DATA LISTING Block Start

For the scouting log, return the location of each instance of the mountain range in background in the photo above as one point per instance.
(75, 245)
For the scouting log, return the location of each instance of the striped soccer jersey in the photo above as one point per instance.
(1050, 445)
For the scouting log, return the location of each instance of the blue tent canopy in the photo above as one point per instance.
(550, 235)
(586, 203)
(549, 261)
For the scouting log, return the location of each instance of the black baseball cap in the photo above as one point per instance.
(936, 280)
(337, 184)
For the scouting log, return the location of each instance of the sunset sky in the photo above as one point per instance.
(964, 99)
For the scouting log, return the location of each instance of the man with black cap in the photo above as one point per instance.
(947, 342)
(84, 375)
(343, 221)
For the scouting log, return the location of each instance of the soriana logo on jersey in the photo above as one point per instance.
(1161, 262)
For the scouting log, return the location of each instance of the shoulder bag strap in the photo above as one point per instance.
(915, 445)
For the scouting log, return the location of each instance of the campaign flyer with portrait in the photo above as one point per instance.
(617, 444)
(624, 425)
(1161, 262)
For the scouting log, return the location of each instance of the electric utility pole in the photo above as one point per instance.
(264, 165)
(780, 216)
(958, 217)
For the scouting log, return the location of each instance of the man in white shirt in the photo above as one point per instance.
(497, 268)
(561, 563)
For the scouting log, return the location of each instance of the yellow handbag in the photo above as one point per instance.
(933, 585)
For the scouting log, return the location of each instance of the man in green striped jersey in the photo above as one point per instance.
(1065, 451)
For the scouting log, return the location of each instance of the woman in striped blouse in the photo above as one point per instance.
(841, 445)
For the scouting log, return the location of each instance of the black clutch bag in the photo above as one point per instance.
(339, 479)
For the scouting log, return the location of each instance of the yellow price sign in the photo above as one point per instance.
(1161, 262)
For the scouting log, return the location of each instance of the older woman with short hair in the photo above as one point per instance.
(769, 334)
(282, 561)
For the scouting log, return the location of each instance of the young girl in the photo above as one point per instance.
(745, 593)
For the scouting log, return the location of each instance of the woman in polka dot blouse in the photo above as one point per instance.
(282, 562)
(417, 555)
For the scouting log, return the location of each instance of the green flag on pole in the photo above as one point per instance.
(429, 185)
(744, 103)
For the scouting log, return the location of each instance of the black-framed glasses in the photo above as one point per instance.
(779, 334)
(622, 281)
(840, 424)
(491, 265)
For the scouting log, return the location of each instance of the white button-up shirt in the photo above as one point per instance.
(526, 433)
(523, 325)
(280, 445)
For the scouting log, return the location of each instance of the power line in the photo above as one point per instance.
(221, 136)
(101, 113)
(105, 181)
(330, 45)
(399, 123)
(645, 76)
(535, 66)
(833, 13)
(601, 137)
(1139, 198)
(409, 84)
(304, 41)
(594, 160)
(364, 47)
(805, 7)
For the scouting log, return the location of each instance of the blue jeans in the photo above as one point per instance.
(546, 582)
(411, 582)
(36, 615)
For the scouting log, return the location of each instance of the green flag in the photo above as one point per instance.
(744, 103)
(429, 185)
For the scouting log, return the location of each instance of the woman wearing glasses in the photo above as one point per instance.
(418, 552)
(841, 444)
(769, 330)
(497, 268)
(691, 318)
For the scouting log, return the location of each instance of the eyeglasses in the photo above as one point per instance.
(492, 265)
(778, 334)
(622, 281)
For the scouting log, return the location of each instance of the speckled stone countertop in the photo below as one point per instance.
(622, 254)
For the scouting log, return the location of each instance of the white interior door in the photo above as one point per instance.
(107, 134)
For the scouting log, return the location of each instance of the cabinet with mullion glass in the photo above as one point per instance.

DATA LISTING Block End

**AIM OF THE TASK**: Return the entries above in full and exactly as written.

**RESPONSE TO THE EXERCISE**:
For the scouting log, return the location of each instance of the mountain range in background in the photo above as one point per instance.
(75, 245)
For the scouting log, return the location of each instance of the striped soccer jersey in the photo above as one point per instance.
(1050, 445)
For the scouting log, return the location of each instance of the blue tent canopy in the photo above as one point per instance.
(550, 235)
(586, 203)
(549, 261)
For the scouting log, return the location of each instance of the black baseball cap in the photo above as one point per instance.
(936, 280)
(337, 184)
For the scouting log, return the location of each instance of the sunset sky in the photo above as one point per instance.
(964, 99)
For the scouting log, return the location of each instance of the man with black cap in the photo above as one point per instance.
(947, 342)
(84, 375)
(343, 221)
For the scouting log, return the location of each instance of the soriana logo on jersey in the photo above as one point per instance.
(1161, 262)
For the scouting log, return the location of each instance of the shoulder bag strap in the photo above as one point per instance.
(915, 445)
For the scouting log, return the location of each instance of the campaign flyer with portrait in the photo above as one point per instance.
(617, 444)
(624, 425)
(1161, 262)
For the scouting log, return the location of each instance of the electric utility pole in the photo above as one point per instance.
(264, 165)
(780, 216)
(958, 217)
For the scouting log, return the location of each instance of the man in white shirt in the photo above as one point per instance.
(497, 268)
(561, 563)
For the scouting log, return the location of each instance of the yellow handbag in the photo above as one point per instance.
(933, 585)
For the scouting log, return the location of each instance of the man in green striped jersey in the photo above as one point per instance.
(1065, 451)
For the scouting log, return the location of each instance of the woman in striped blouse in the photo above as one point per instance.
(841, 445)
For the scouting log, return the location of each instance of the black clutch bag in the photo above as one point per instance.
(339, 479)
For the scouting log, return the location of each instance of the yellow price sign in the photo above as one point per instance.
(1161, 262)
For the scouting log, return the location of each instance of the older woman with short hair in the photo above as one point per instance.
(769, 334)
(282, 561)
For the scouting log, return the location of each instance of the young girl in the photo above as one point per instance.
(745, 593)
For the scouting log, return the location of each instance of the woman in polka dot blouse in the photo above as one point per instance.
(282, 562)
(417, 555)
For the scouting log, return the location of each instance of the green flag on pole in the photo above as one point per instance.
(429, 185)
(744, 103)
For the scouting log, return the location of each instance of the black-framed glasses in the photo above as one point per instance.
(779, 334)
(622, 281)
(840, 424)
(491, 265)
For the scouting log, return the location of each instance of the white button-up shirt in the photo above as one point per instance.
(526, 433)
(523, 325)
(280, 445)
For the scouting log, return the location of each instance of the power line in the photo above as one point per instance.
(221, 136)
(101, 113)
(105, 181)
(330, 45)
(399, 123)
(645, 76)
(535, 66)
(833, 13)
(601, 137)
(1139, 198)
(409, 84)
(304, 41)
(594, 160)
(364, 47)
(805, 7)
For the scouting log, return the location of each instance of the blue jeans in the photo above as one point per instance.
(546, 582)
(411, 582)
(36, 615)
For the scouting log, return the location of each instance of the green flag in the photo above as one point per instance.
(744, 103)
(429, 185)
For the scouting log, return the location of each instance of the woman wearing glasses in the photo above as one point per instance.
(418, 552)
(841, 444)
(769, 330)
(497, 268)
(691, 318)
For the scouting log, return the location of each instance of the eyeglasses in the photo above as one point per instance.
(492, 265)
(778, 334)
(622, 281)
For the scouting log, return the location of each instance of the speckled stone countertop in the photo below as one point per instance.
(622, 254)
For the scouting log, return the location of each instance of the white interior door in the photo above as one point per instance.
(107, 134)
For the scouting log, return the location of each instance of the cabinet with mullion glass in the photo above as one point per instance.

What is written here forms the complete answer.